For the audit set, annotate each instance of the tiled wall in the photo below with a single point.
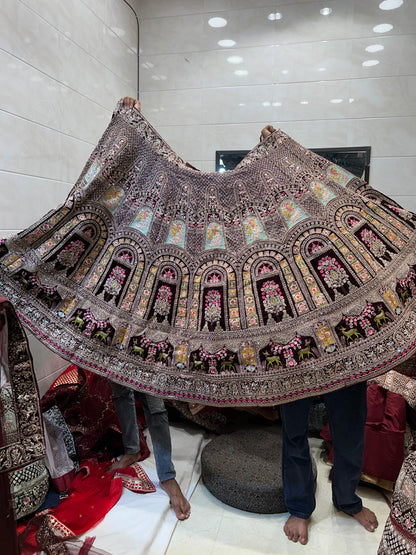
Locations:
(303, 73)
(64, 64)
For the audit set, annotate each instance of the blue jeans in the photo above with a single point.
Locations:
(157, 422)
(347, 413)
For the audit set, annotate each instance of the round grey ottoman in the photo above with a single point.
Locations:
(244, 469)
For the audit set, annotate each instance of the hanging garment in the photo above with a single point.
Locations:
(85, 401)
(399, 534)
(283, 278)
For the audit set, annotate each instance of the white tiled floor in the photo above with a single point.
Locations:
(217, 529)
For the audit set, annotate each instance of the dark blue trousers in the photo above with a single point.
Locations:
(347, 412)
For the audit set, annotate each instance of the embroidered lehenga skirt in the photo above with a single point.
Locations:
(283, 278)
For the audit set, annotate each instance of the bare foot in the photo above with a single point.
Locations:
(367, 519)
(178, 501)
(126, 460)
(296, 529)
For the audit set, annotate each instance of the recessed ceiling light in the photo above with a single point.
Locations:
(274, 16)
(226, 43)
(374, 48)
(390, 4)
(383, 28)
(234, 59)
(369, 63)
(217, 22)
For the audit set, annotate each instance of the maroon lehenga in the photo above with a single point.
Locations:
(283, 278)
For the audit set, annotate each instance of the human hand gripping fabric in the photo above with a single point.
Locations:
(266, 131)
(129, 102)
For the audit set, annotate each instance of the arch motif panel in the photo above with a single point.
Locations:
(77, 236)
(165, 291)
(328, 265)
(209, 308)
(364, 230)
(117, 274)
(271, 291)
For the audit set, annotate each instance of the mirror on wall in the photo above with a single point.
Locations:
(356, 160)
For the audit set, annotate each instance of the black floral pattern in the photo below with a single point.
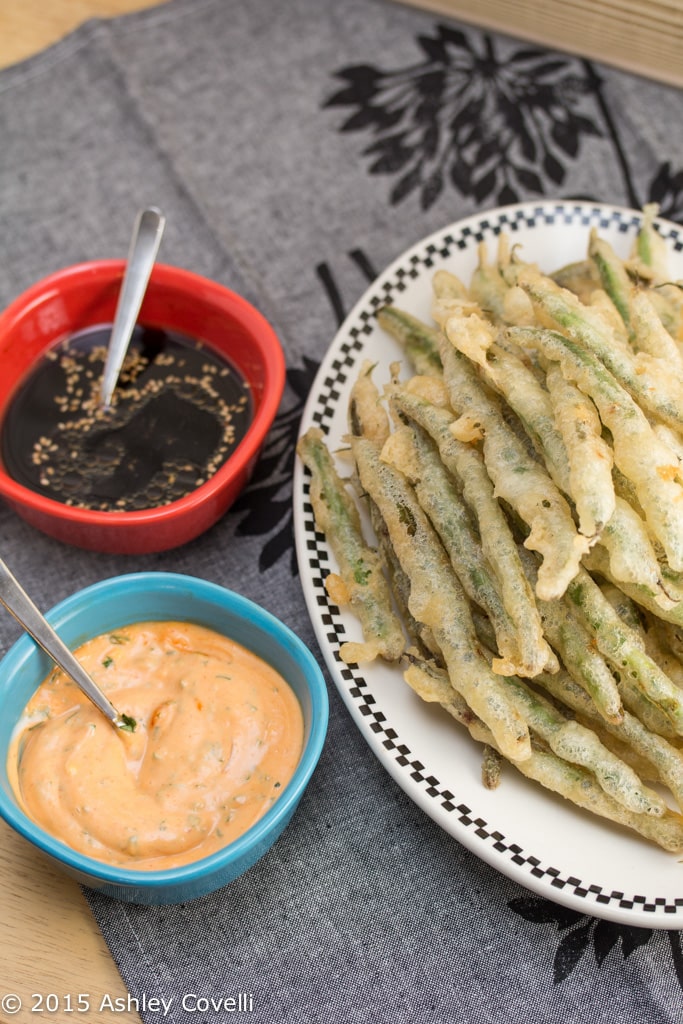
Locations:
(581, 934)
(495, 126)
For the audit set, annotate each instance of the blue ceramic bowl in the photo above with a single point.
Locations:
(121, 600)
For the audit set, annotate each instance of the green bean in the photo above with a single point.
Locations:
(590, 457)
(517, 477)
(487, 286)
(613, 275)
(367, 415)
(413, 451)
(364, 586)
(419, 341)
(654, 387)
(579, 785)
(507, 373)
(578, 744)
(498, 544)
(639, 454)
(438, 600)
(632, 556)
(624, 648)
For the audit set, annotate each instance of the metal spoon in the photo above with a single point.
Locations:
(17, 602)
(144, 244)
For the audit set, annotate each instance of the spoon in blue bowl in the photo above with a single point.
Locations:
(17, 602)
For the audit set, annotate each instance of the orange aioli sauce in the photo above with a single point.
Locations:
(219, 733)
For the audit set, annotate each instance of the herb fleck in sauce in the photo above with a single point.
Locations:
(177, 413)
(209, 756)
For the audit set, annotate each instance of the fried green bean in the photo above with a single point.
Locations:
(613, 275)
(580, 786)
(580, 745)
(624, 647)
(360, 583)
(517, 477)
(507, 373)
(649, 382)
(413, 452)
(590, 457)
(437, 598)
(639, 454)
(367, 416)
(498, 544)
(420, 341)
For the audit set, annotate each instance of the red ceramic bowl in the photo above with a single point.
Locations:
(85, 295)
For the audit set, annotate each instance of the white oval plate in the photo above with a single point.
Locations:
(532, 837)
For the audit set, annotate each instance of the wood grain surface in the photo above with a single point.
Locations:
(29, 26)
(644, 37)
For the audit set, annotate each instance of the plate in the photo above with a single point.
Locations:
(528, 835)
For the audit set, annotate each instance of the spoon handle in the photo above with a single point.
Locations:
(143, 248)
(17, 602)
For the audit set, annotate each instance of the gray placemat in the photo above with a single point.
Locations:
(297, 148)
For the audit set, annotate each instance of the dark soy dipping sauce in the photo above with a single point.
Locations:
(178, 411)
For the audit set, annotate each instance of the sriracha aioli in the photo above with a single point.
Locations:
(219, 733)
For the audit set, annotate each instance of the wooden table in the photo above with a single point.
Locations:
(49, 941)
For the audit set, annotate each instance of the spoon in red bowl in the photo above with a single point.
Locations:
(144, 244)
(17, 602)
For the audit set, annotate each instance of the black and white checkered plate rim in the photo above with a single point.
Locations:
(339, 367)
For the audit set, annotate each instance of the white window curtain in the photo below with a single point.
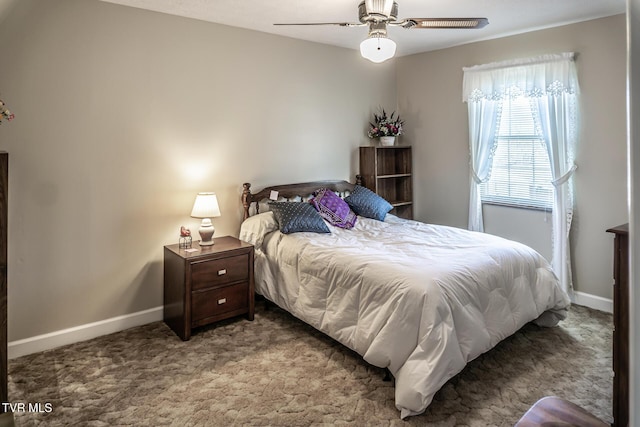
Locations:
(552, 81)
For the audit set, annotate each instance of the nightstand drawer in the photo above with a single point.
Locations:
(205, 304)
(219, 272)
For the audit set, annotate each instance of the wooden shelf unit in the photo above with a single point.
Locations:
(388, 172)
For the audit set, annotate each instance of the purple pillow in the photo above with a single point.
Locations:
(332, 208)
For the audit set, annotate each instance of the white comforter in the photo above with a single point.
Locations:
(421, 300)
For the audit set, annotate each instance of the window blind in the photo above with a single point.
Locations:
(520, 173)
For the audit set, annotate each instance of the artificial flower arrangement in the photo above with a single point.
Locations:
(5, 113)
(384, 125)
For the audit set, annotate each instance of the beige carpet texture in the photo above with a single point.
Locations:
(278, 371)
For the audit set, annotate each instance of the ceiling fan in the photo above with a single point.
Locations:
(377, 14)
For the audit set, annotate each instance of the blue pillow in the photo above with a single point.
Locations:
(294, 217)
(365, 202)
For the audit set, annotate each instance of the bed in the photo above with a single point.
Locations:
(421, 300)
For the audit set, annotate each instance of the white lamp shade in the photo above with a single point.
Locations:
(205, 206)
(378, 49)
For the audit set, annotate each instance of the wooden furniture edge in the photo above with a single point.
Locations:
(292, 190)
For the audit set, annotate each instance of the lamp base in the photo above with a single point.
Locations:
(206, 231)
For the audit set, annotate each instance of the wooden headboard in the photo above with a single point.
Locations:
(289, 191)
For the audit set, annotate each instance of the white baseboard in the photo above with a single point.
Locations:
(120, 323)
(82, 332)
(592, 301)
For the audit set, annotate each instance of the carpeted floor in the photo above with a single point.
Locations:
(278, 371)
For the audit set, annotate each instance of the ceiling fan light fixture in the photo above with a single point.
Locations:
(377, 49)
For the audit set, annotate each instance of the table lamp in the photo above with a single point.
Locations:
(206, 207)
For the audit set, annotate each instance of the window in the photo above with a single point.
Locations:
(520, 172)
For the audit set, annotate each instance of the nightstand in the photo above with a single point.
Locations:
(206, 284)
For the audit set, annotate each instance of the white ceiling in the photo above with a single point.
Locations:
(506, 17)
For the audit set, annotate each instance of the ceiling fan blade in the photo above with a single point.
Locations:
(443, 23)
(341, 24)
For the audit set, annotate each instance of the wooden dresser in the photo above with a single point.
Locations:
(206, 284)
(620, 325)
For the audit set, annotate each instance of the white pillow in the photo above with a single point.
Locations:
(255, 228)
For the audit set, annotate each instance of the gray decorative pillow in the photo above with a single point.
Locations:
(295, 217)
(365, 202)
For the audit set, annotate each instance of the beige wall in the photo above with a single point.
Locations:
(429, 93)
(123, 115)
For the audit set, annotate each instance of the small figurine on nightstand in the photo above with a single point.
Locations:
(185, 238)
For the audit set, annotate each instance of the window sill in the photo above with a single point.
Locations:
(517, 206)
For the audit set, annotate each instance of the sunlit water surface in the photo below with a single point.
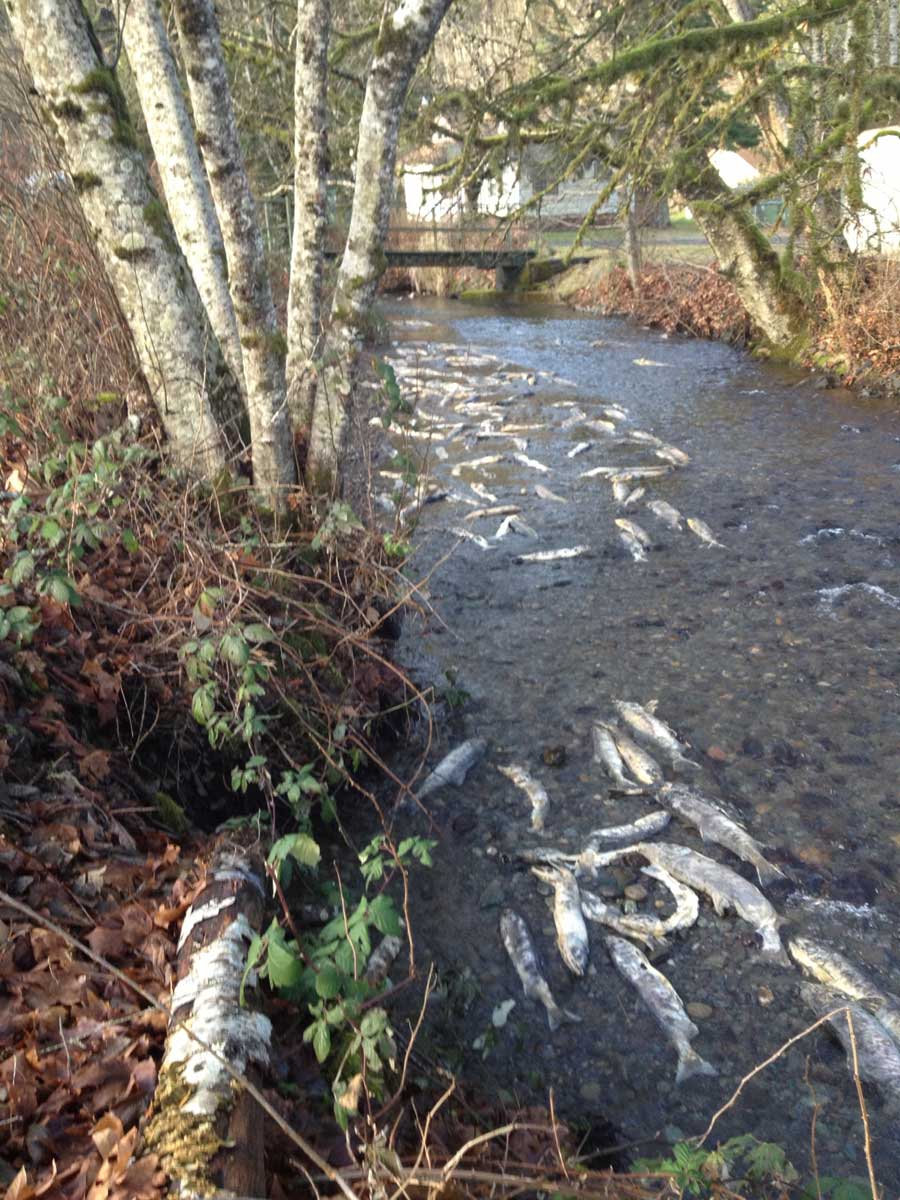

——

> _Problem_:
An exact transcription is needed, covering the line with "For the audit set, annotate each instance of the wooden dresser" and every line after it to the end of the entries, but not the pictures.

> _Task response_:
For the audit set, annotate each instance of the wooden dresser in the photo above with a single point.
Locations:
(206, 284)
(620, 325)
For the audit set, annotate each instance of the white pillow in the photo above with a single point.
Locations:
(255, 228)
For the audit set, annotate each instance of the gray decorative pillow in the photo above with a single point.
Locations:
(295, 217)
(365, 202)
For the audit set, annotate each instance of the beige wall in the photo above with a single point.
Locations:
(429, 93)
(123, 115)
For the audit set, annotate each instance of the small figurine on nightstand in the photo above with a single point.
Locations:
(185, 238)
For the audit set, annotate each instance of the window sill in the photo above with a single point.
Locations:
(517, 206)
For the audit set, annotate each instance of the sunlit water surface in the photo below with a single point.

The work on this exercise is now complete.